== Excerpted data ==
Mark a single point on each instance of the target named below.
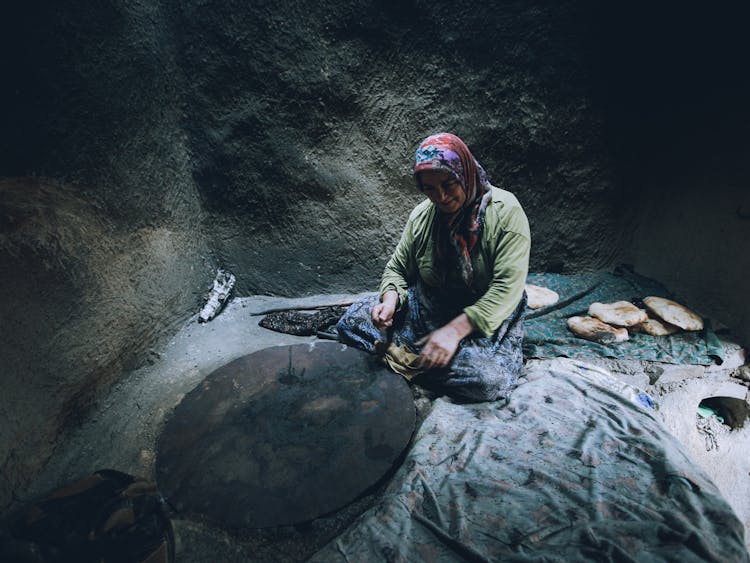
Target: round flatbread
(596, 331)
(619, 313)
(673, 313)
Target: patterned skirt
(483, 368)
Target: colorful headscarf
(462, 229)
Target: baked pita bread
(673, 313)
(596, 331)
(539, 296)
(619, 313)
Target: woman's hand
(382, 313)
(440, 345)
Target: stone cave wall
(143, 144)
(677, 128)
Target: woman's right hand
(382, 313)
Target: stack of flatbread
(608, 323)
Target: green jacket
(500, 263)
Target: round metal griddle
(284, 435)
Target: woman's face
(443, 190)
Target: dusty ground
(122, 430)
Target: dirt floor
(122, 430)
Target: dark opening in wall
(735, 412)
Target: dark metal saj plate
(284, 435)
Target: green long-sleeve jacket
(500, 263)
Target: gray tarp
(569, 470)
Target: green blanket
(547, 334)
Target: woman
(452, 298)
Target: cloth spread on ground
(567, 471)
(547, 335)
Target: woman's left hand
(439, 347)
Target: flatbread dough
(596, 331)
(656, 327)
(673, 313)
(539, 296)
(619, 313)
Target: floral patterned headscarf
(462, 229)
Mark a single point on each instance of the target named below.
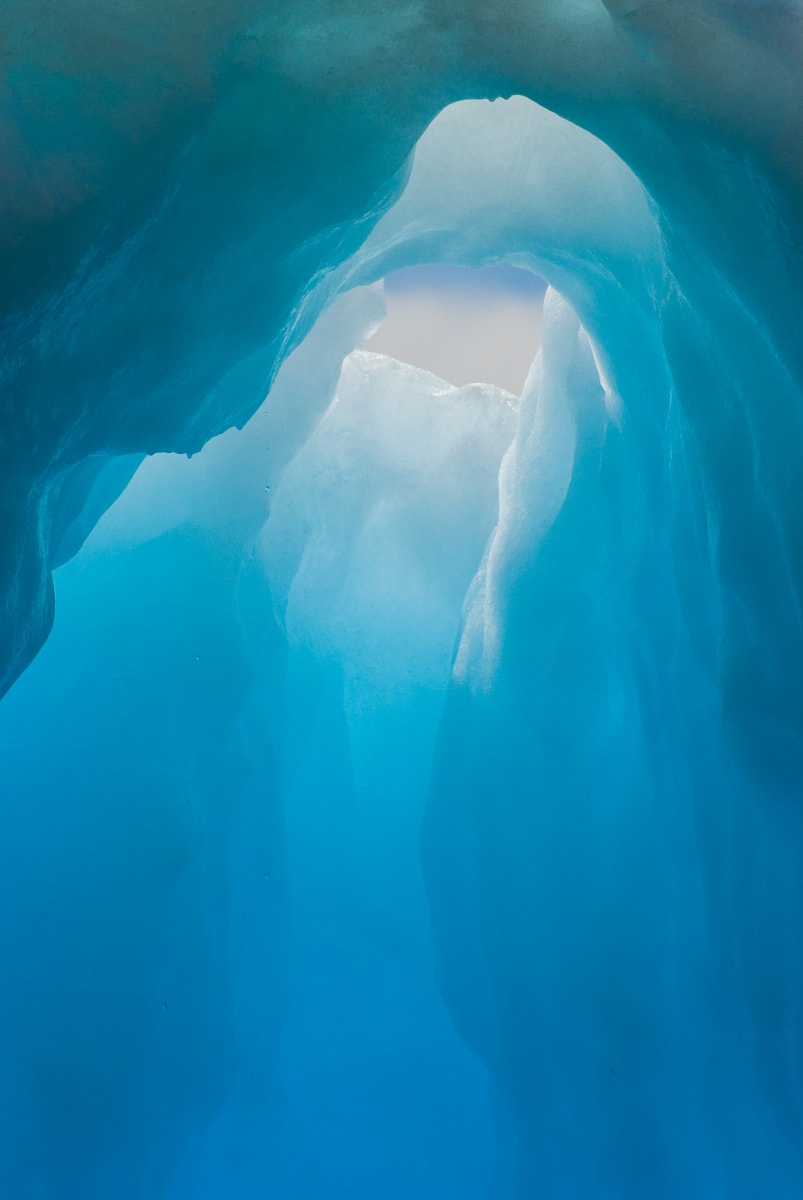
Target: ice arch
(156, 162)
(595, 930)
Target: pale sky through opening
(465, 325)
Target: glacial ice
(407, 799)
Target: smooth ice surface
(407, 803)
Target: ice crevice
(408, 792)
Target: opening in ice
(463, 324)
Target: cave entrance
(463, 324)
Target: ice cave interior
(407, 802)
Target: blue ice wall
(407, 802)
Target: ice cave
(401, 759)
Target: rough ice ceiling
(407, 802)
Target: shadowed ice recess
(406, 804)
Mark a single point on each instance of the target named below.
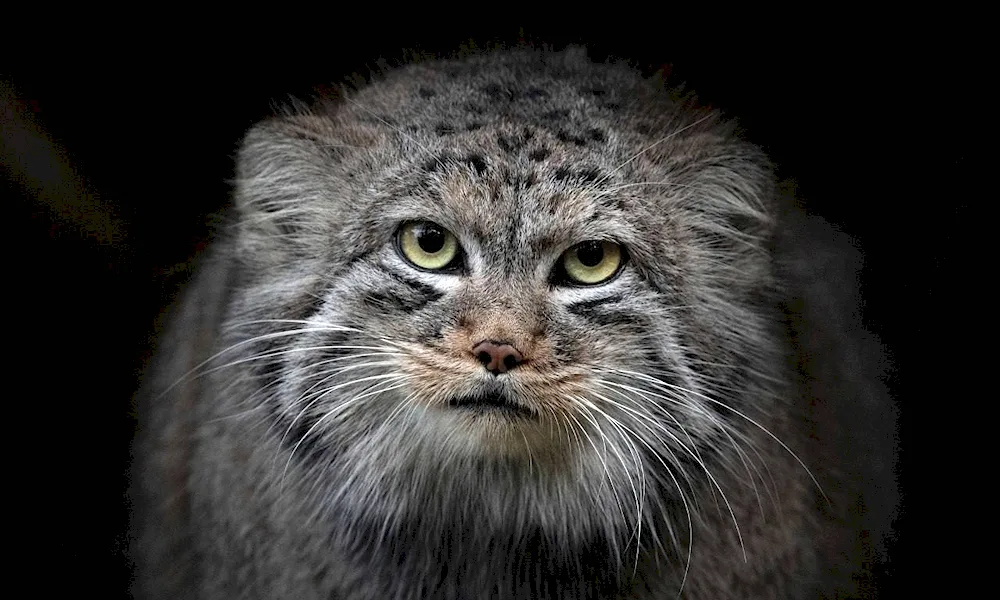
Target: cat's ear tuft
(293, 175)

== Exercise aim ==
Write all the records out again with "flatbread" changed to "flat bread" everywhere and nothing else changed. Leave out the pictures.

== Answer for this exercise ==
Mark a single point on each instance of the target named below.
Target: round flat bread
(596, 331)
(619, 313)
(673, 313)
Target: patterned skirt
(483, 368)
Target: colorful headscarf
(462, 229)
Target: baked pita bread
(673, 313)
(596, 331)
(539, 296)
(619, 313)
Target: woman's hand
(382, 313)
(440, 345)
Target: stone cave wall
(143, 144)
(677, 128)
Target: woman's right hand
(382, 313)
Target: stack of flat bread
(608, 323)
Target: green jacket
(500, 263)
Target: round metal griddle
(284, 435)
Target: woman's face
(443, 190)
Target: dusty ground
(122, 430)
Target: dirt floor
(122, 430)
Target: dark opening in wall
(735, 412)
Target: dark metal saj plate
(284, 435)
Target: green long-sleeve jacket
(500, 263)
Target: gray tarp
(569, 470)
Target: green blanket
(547, 334)
Target: woman
(452, 298)
Target: cloth spread on ground
(567, 471)
(547, 335)
Target: woman's left hand
(439, 347)
Target: flat bread dough
(596, 331)
(656, 327)
(673, 313)
(539, 296)
(619, 313)
Target: floral patterned headscarf
(462, 229)
Mark a single point on each instance of the target named below.
Target: ice arch
(156, 162)
(595, 930)
Target: pale sky through opening
(465, 325)
Target: glacial ice
(407, 799)
Target: smooth ice surface
(407, 803)
Target: ice crevice
(408, 792)
Target: opening in ice
(463, 324)
Target: cave entrance
(463, 324)
Target: ice cave interior
(407, 802)
Target: blue ice wall
(407, 802)
Target: ice cave
(401, 759)
Target: rough ice ceiling
(407, 802)
Target: shadowed ice recess
(406, 804)
Mark a single point on each instance of the target named below.
Target: cat's ear tuft
(293, 175)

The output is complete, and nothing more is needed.